• **WRITTEN REQUEST**: Write out all the data below as a numbered list, skipping any blank lines.

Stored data
————————

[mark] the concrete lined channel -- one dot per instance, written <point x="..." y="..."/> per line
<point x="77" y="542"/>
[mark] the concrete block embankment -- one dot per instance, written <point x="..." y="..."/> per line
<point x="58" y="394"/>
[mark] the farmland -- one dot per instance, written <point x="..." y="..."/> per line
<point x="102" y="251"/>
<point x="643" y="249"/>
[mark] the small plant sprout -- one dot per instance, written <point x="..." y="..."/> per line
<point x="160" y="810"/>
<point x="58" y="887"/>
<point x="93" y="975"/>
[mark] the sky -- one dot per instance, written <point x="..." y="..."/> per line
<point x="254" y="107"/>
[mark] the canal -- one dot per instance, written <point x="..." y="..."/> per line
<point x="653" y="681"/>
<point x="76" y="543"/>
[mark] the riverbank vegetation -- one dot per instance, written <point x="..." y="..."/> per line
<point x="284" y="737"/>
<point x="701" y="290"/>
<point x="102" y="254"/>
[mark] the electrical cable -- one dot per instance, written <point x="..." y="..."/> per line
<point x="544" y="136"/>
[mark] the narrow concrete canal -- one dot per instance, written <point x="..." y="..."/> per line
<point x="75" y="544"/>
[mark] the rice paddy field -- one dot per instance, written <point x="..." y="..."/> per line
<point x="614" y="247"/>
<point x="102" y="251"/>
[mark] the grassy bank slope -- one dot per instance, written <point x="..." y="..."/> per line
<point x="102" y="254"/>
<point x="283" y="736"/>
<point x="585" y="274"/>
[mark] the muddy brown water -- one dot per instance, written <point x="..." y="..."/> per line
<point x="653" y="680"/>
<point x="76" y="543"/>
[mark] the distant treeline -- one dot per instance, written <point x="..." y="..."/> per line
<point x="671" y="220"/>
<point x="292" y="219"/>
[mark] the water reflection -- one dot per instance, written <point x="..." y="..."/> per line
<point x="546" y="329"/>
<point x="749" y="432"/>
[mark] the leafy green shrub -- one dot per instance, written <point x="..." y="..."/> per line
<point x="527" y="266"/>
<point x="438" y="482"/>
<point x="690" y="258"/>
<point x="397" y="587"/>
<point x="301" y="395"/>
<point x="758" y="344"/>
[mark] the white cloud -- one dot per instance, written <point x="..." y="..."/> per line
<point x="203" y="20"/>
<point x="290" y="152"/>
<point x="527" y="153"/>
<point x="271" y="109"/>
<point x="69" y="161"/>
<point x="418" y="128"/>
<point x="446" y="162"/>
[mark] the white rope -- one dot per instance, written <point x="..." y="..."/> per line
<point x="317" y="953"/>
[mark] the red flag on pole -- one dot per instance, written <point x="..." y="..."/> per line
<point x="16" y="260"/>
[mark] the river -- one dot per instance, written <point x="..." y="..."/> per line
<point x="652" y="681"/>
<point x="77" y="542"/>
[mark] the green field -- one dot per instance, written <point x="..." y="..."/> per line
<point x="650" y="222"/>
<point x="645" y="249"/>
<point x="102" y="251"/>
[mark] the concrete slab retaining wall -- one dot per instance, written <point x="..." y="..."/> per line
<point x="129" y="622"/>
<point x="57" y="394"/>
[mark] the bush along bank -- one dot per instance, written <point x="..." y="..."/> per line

————————

• **SOLUTION FOR THIS EXERCISE**:
1. [mark] the concrete lined channel -- one dot per instance, written <point x="..." y="..."/> per line
2. <point x="77" y="542"/>
3. [mark] the concrete block embankment -- one dot per instance, written <point x="..." y="..."/> per line
4. <point x="58" y="394"/>
5. [mark] the farmland -- one dot per instance, written <point x="..." y="..."/> per line
6. <point x="102" y="251"/>
7. <point x="643" y="249"/>
8. [mark] the small plant sprout -- one dot per instance, written <point x="..." y="..."/> per line
9. <point x="160" y="810"/>
10. <point x="58" y="887"/>
11. <point x="93" y="975"/>
12. [mark] the sky -- one dot per instance, written <point x="..." y="..."/> per line
13. <point x="254" y="107"/>
14. [mark] the canal -- one dot per instance, written <point x="..." y="..."/> per line
15. <point x="653" y="681"/>
16. <point x="76" y="543"/>
17. [mark] the riverbank vegetation -- one dot per instance, written <point x="..." y="..."/> per line
18. <point x="284" y="737"/>
19. <point x="701" y="290"/>
20. <point x="102" y="254"/>
21. [mark] the electrical cable -- one dot per instance, written <point x="..." y="..."/> per line
22. <point x="544" y="136"/>
23. [mark] the narrow concrete canal -- one dot per instance, written <point x="..." y="..."/> per line
24. <point x="75" y="544"/>
25. [mark] the rice paddy field -- one dot per instance, written <point x="..." y="..."/> per line
26. <point x="614" y="247"/>
27. <point x="102" y="251"/>
28. [mark] the grassy bank slope -- one dot per instance, written <point x="..." y="..."/> per line
29. <point x="102" y="254"/>
30. <point x="283" y="736"/>
31. <point x="585" y="274"/>
32. [mark] the muddy brown water -- one dot per instance, written <point x="..." y="..."/> per line
33. <point x="653" y="680"/>
34. <point x="76" y="543"/>
35. [mark] the distant treeline -- one dot per instance, written <point x="..." y="..."/> per line
36. <point x="671" y="220"/>
37. <point x="292" y="219"/>
38. [mark] the water reflection -- one dot per instance, written <point x="..." y="..."/> per line
39. <point x="546" y="329"/>
40. <point x="749" y="432"/>
41. [mark] the leafy green shrub -- one dot per instance, written <point x="..." y="..."/> per line
42. <point x="527" y="266"/>
43. <point x="438" y="482"/>
44. <point x="690" y="258"/>
45. <point x="397" y="587"/>
46. <point x="301" y="395"/>
47. <point x="758" y="344"/>
48. [mark] the white cloud -- one dot per instance, written <point x="..." y="..."/> per line
49. <point x="203" y="20"/>
50. <point x="290" y="152"/>
51. <point x="527" y="153"/>
52. <point x="271" y="109"/>
53. <point x="69" y="161"/>
54. <point x="418" y="128"/>
55. <point x="446" y="162"/>
56. [mark] the white rope -- one dot per instance, written <point x="..." y="..."/> per line
57. <point x="317" y="953"/>
58. [mark] the red flag on pole -- one dot per instance, written <point x="..." y="..."/> per line
59. <point x="16" y="260"/>
60. [mark] the river -- one dot per instance, written <point x="..." y="..."/> per line
61. <point x="652" y="681"/>
62. <point x="77" y="542"/>
63. [mark] the green field -- one dot per instance, written <point x="..." y="..."/> per line
64. <point x="650" y="222"/>
65. <point x="645" y="249"/>
66. <point x="102" y="251"/>
67. [mark] the concrete slab retaining wall -- one dot per instance, written <point x="..." y="..."/> per line
68. <point x="129" y="622"/>
69. <point x="57" y="394"/>
70. [mark] the bush along bank -- one dot per instance, written <point x="..." y="..."/> per line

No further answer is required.